Items =>
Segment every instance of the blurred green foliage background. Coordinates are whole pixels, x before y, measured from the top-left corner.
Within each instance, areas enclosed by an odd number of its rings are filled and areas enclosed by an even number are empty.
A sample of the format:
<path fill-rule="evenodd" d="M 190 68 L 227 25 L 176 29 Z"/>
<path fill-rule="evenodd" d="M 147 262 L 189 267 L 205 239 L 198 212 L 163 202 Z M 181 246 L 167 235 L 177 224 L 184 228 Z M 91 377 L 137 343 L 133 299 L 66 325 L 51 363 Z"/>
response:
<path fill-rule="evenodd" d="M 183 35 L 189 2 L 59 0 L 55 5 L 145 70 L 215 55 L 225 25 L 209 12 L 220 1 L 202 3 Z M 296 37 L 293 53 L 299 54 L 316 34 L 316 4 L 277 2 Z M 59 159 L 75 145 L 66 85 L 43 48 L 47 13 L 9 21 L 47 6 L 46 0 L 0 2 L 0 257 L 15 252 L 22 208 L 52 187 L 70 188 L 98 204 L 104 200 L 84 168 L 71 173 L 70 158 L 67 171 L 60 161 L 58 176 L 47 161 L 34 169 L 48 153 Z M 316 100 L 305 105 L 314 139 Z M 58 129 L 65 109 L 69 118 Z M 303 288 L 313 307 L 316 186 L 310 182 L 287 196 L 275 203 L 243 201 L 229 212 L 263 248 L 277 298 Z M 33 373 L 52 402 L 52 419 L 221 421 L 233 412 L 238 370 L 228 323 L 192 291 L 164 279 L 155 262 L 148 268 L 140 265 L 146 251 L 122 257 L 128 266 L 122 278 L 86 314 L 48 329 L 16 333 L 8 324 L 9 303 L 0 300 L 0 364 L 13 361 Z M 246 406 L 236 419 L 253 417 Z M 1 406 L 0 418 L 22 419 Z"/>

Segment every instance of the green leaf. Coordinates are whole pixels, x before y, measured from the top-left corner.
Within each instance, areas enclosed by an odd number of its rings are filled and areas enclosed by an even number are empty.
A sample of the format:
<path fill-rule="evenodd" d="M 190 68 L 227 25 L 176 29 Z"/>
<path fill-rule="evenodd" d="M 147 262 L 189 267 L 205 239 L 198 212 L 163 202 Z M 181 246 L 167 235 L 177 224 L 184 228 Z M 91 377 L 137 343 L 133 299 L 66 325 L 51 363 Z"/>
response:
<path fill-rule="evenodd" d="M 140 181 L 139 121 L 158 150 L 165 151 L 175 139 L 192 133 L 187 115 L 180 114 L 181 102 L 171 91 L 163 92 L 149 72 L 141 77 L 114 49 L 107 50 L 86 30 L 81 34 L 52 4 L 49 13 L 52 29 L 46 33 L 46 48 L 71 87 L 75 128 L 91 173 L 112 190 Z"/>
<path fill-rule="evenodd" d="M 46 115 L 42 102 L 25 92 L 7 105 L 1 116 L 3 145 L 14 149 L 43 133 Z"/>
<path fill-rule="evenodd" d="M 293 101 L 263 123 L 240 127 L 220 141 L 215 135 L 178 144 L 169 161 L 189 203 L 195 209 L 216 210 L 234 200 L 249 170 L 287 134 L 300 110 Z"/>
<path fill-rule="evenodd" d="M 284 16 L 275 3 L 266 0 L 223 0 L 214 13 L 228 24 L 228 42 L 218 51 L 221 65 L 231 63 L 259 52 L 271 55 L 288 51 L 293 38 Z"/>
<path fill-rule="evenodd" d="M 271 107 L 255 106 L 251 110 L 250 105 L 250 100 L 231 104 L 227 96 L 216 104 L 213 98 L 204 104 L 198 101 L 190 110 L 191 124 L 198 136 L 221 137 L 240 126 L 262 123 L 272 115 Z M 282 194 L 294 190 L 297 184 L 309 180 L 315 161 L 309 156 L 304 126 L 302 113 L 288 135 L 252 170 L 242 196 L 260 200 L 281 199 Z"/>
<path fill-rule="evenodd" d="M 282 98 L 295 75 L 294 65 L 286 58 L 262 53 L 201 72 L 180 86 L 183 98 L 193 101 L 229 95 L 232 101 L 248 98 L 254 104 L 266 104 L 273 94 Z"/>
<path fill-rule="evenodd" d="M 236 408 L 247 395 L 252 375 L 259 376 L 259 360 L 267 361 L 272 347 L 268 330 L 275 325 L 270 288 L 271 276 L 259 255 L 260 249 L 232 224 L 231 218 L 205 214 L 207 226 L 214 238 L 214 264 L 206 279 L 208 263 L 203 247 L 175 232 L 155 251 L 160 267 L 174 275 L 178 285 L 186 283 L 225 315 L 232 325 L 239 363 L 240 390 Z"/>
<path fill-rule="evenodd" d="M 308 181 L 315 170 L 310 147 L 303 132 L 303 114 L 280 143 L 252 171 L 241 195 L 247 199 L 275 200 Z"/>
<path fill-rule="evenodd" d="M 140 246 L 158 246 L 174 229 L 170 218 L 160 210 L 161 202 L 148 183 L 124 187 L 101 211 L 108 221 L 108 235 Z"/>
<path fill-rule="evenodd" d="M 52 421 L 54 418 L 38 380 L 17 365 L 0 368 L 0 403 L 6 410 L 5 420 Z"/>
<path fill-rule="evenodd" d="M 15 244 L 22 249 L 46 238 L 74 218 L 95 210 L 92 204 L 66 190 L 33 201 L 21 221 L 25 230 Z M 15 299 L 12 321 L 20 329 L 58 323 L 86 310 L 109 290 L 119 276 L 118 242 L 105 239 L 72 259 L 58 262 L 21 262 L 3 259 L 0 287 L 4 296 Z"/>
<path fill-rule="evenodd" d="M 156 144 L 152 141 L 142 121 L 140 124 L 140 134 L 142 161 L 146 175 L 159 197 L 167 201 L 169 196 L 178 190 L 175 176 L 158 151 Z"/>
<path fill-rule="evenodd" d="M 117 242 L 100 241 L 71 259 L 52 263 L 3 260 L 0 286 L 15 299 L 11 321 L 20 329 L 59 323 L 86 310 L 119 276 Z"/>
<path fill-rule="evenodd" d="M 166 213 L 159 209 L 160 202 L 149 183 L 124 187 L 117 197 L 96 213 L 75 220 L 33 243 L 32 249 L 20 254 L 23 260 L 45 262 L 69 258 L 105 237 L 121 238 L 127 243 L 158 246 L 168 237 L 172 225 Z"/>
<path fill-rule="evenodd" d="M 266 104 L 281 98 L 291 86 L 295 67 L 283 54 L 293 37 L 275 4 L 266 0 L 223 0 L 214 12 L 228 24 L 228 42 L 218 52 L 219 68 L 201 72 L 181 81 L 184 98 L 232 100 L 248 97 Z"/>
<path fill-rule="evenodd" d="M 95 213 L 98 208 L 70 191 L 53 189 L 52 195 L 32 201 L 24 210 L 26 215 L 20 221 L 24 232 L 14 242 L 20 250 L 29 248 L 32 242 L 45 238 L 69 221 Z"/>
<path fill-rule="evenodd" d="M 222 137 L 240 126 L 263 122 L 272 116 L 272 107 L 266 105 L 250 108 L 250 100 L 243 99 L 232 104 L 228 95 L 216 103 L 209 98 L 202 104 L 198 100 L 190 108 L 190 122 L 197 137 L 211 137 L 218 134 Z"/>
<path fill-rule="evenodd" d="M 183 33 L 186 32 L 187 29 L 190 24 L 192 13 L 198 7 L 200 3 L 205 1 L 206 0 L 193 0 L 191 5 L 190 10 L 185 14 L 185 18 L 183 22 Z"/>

Task => Reproduce every line of the listing above verbatim.

In response =>
Segment every instance of the blurred green foliage background. Coordinates are whole pixels, x before y, measured from the top-left corner.
Within each instance, areas enclosed by an odd number of its rings are filled and areas enclosed by an even number are empty.
A sample of the format:
<path fill-rule="evenodd" d="M 190 68 L 227 25 L 176 29 Z"/>
<path fill-rule="evenodd" d="M 147 262 L 189 267 L 205 239 L 198 212 L 163 202 Z M 181 246 L 167 235 L 177 224 L 184 228 Z M 91 377 L 137 343 L 133 299 L 66 325 L 51 363 Z"/>
response:
<path fill-rule="evenodd" d="M 183 35 L 189 2 L 59 0 L 55 5 L 145 70 L 215 55 L 225 25 L 209 12 L 220 1 L 202 3 Z M 296 37 L 293 53 L 299 54 L 316 34 L 316 4 L 277 2 Z M 59 159 L 75 145 L 66 85 L 43 48 L 47 13 L 9 21 L 47 6 L 46 0 L 0 2 L 0 257 L 15 252 L 22 208 L 52 187 L 70 188 L 98 204 L 104 200 L 84 168 L 71 173 L 70 158 L 67 171 L 60 161 L 58 176 L 47 161 L 34 169 L 48 153 Z M 316 100 L 305 105 L 314 139 Z M 58 129 L 65 109 L 69 118 Z M 303 288 L 313 307 L 316 186 L 310 182 L 287 196 L 275 203 L 243 201 L 229 212 L 263 248 L 277 298 Z M 33 373 L 52 402 L 52 419 L 221 421 L 233 412 L 238 370 L 228 323 L 192 291 L 164 279 L 155 262 L 148 268 L 140 265 L 146 251 L 122 257 L 128 266 L 122 278 L 86 314 L 48 329 L 16 333 L 8 324 L 9 303 L 0 300 L 0 364 L 13 361 Z M 246 406 L 236 419 L 253 417 Z M 1 406 L 0 418 L 22 419 Z"/>

Segment every instance of the green leaf. Coordinates are whole pixels, x before y, measured from the top-left corner.
Within each instance, areas enclosed by an odd number of its rings are filled and areas enclosed by an even number are empty.
A sample of the format:
<path fill-rule="evenodd" d="M 190 68 L 227 25 L 176 29 Z"/>
<path fill-rule="evenodd" d="M 147 262 L 189 267 L 205 239 L 198 212 L 163 202 Z M 181 246 L 167 235 L 177 224 L 184 228 Z M 91 377 L 137 343 L 133 299 L 66 325 L 51 363 Z"/>
response:
<path fill-rule="evenodd" d="M 140 181 L 139 121 L 158 150 L 165 151 L 175 139 L 192 133 L 187 115 L 180 114 L 181 102 L 171 91 L 163 92 L 149 72 L 141 77 L 114 49 L 107 50 L 86 30 L 81 34 L 52 4 L 49 13 L 52 29 L 46 33 L 46 48 L 71 87 L 75 128 L 91 173 L 112 190 Z"/>
<path fill-rule="evenodd" d="M 46 115 L 42 102 L 25 92 L 7 105 L 1 116 L 3 145 L 14 149 L 43 133 Z"/>
<path fill-rule="evenodd" d="M 293 101 L 263 123 L 240 127 L 220 141 L 215 135 L 178 144 L 169 161 L 189 203 L 195 209 L 216 210 L 234 200 L 249 170 L 287 134 L 300 110 Z"/>
<path fill-rule="evenodd" d="M 284 16 L 275 3 L 266 0 L 223 0 L 214 13 L 228 24 L 228 42 L 218 51 L 221 65 L 231 63 L 259 52 L 271 55 L 288 51 L 293 38 Z"/>
<path fill-rule="evenodd" d="M 271 107 L 255 106 L 251 110 L 250 105 L 250 100 L 231 104 L 227 96 L 216 104 L 213 98 L 204 104 L 198 101 L 190 110 L 191 124 L 198 136 L 221 137 L 240 126 L 262 123 L 272 115 Z M 282 194 L 294 190 L 297 184 L 309 180 L 315 161 L 309 156 L 304 126 L 302 113 L 288 135 L 252 170 L 242 196 L 260 200 L 281 199 Z"/>
<path fill-rule="evenodd" d="M 282 98 L 295 75 L 294 65 L 286 58 L 262 53 L 201 72 L 180 86 L 183 98 L 193 101 L 229 95 L 232 101 L 248 98 L 254 104 L 266 104 L 273 94 Z"/>
<path fill-rule="evenodd" d="M 236 408 L 247 395 L 252 375 L 259 376 L 259 360 L 267 361 L 272 347 L 268 330 L 275 325 L 270 288 L 271 276 L 259 255 L 260 249 L 232 224 L 231 218 L 205 214 L 207 226 L 214 238 L 214 264 L 206 279 L 208 263 L 203 247 L 175 232 L 155 251 L 160 267 L 174 275 L 178 285 L 186 283 L 225 315 L 232 325 L 239 363 L 240 390 Z"/>
<path fill-rule="evenodd" d="M 308 181 L 315 170 L 310 147 L 303 132 L 303 114 L 280 143 L 252 171 L 241 195 L 247 199 L 275 200 Z"/>
<path fill-rule="evenodd" d="M 140 246 L 158 246 L 174 229 L 170 218 L 160 210 L 161 202 L 148 183 L 124 187 L 101 211 L 108 221 L 108 235 Z"/>
<path fill-rule="evenodd" d="M 52 421 L 54 418 L 38 380 L 17 365 L 0 368 L 0 403 L 6 410 L 5 420 Z"/>
<path fill-rule="evenodd" d="M 15 244 L 22 249 L 46 238 L 74 218 L 95 210 L 92 204 L 66 190 L 33 201 L 21 221 L 25 230 Z M 15 299 L 12 321 L 20 329 L 58 323 L 86 310 L 109 290 L 119 276 L 118 242 L 105 239 L 72 259 L 58 262 L 21 262 L 3 259 L 0 287 L 4 296 Z"/>
<path fill-rule="evenodd" d="M 156 144 L 152 141 L 142 121 L 140 124 L 140 134 L 142 161 L 146 175 L 159 197 L 167 201 L 169 196 L 178 190 L 175 176 L 158 151 Z"/>
<path fill-rule="evenodd" d="M 117 242 L 100 241 L 71 259 L 52 263 L 3 260 L 0 286 L 15 299 L 11 321 L 20 329 L 59 323 L 86 310 L 119 276 Z"/>
<path fill-rule="evenodd" d="M 166 213 L 159 209 L 160 202 L 149 183 L 124 187 L 117 197 L 96 213 L 75 220 L 33 243 L 32 249 L 20 254 L 23 260 L 45 262 L 69 258 L 105 237 L 121 238 L 127 243 L 158 246 L 168 237 L 172 225 Z"/>
<path fill-rule="evenodd" d="M 266 104 L 281 98 L 291 86 L 295 67 L 283 54 L 293 37 L 275 4 L 266 0 L 223 0 L 214 12 L 228 24 L 228 42 L 218 52 L 219 68 L 201 72 L 181 81 L 184 98 L 232 100 L 248 97 Z"/>
<path fill-rule="evenodd" d="M 95 213 L 98 208 L 70 191 L 53 189 L 52 195 L 32 201 L 24 210 L 26 215 L 20 221 L 24 232 L 14 242 L 20 250 L 29 248 L 32 242 L 45 238 L 69 221 Z"/>
<path fill-rule="evenodd" d="M 222 137 L 240 126 L 263 122 L 272 116 L 272 107 L 266 105 L 250 108 L 250 100 L 243 99 L 232 104 L 228 95 L 216 103 L 209 98 L 202 104 L 198 100 L 190 108 L 190 122 L 197 137 L 211 137 L 218 134 Z"/>
<path fill-rule="evenodd" d="M 183 33 L 186 32 L 187 29 L 190 24 L 192 13 L 198 7 L 200 3 L 205 1 L 206 0 L 193 0 L 191 5 L 190 10 L 185 14 L 185 18 L 183 22 Z"/>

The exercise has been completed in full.